* _STORED RECORDS_:
** start **

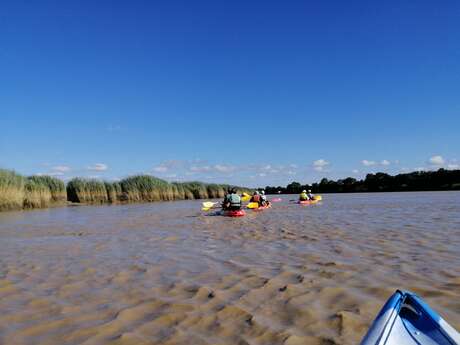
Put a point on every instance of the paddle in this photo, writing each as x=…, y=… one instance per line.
x=209, y=204
x=253, y=205
x=245, y=197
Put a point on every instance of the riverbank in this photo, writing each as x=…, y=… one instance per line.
x=165, y=273
x=417, y=181
x=20, y=192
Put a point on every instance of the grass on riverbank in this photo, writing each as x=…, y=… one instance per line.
x=17, y=192
x=140, y=188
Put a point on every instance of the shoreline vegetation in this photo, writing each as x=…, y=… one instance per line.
x=19, y=192
x=417, y=181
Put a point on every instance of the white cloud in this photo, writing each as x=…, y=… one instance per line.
x=437, y=160
x=196, y=168
x=222, y=168
x=160, y=169
x=98, y=167
x=113, y=128
x=367, y=163
x=320, y=164
x=61, y=168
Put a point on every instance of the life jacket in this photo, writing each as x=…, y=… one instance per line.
x=255, y=198
x=234, y=200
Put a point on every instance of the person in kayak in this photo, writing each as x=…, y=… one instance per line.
x=232, y=201
x=263, y=199
x=304, y=196
x=256, y=198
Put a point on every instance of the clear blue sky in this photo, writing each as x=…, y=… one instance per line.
x=307, y=88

** end **

* _REQUIREMENTS_:
Can you present all the material above as a Markdown table with the columns "Row" and "Line", one numbered row per line, skipping blank lines and leaving out the pictures?

* _ANSWER TO THE TASK_:
| Row | Line |
|---|---|
| 1 | Put a point on every instance of the paddle in this photo, writing each as x=…, y=… one instance per line. |
| 2 | x=209, y=204 |
| 3 | x=253, y=205 |
| 4 | x=245, y=197 |
| 5 | Put a point on every instance of the riverbank in this photo, writing each as x=…, y=… one instance per line. |
| 6 | x=165, y=273 |
| 7 | x=417, y=181 |
| 8 | x=20, y=192 |
| 9 | Put a point on every instance of the grass on riverbank in this photo, writing each as x=…, y=… one instance per line. |
| 10 | x=17, y=192 |
| 11 | x=140, y=188 |
| 12 | Put a point on every instance of the shoreline vegetation in this photo, writing each as x=…, y=… one instance per line. |
| 13 | x=19, y=192 |
| 14 | x=417, y=181 |
| 15 | Put a point on every instance of the white cloud in this photo, writing each as x=…, y=… one instance per line. |
| 16 | x=437, y=160 |
| 17 | x=196, y=168 |
| 18 | x=222, y=168 |
| 19 | x=160, y=169 |
| 20 | x=98, y=167 |
| 21 | x=113, y=128 |
| 22 | x=367, y=163 |
| 23 | x=320, y=164 |
| 24 | x=61, y=168 |
| 25 | Put a point on every instance of the life jacket in this photo, writing each as x=…, y=… one instance per line. |
| 26 | x=255, y=198 |
| 27 | x=234, y=200 |
| 28 | Put a point on every instance of the person in kayak in this photo, writing each as x=…, y=… one instance per line. |
| 29 | x=232, y=201 |
| 30 | x=263, y=199 |
| 31 | x=304, y=196 |
| 32 | x=256, y=198 |
| 33 | Put a point on every instance of the clear blue sky in this photo, writing each as x=…, y=… one instance per line. |
| 34 | x=307, y=88 |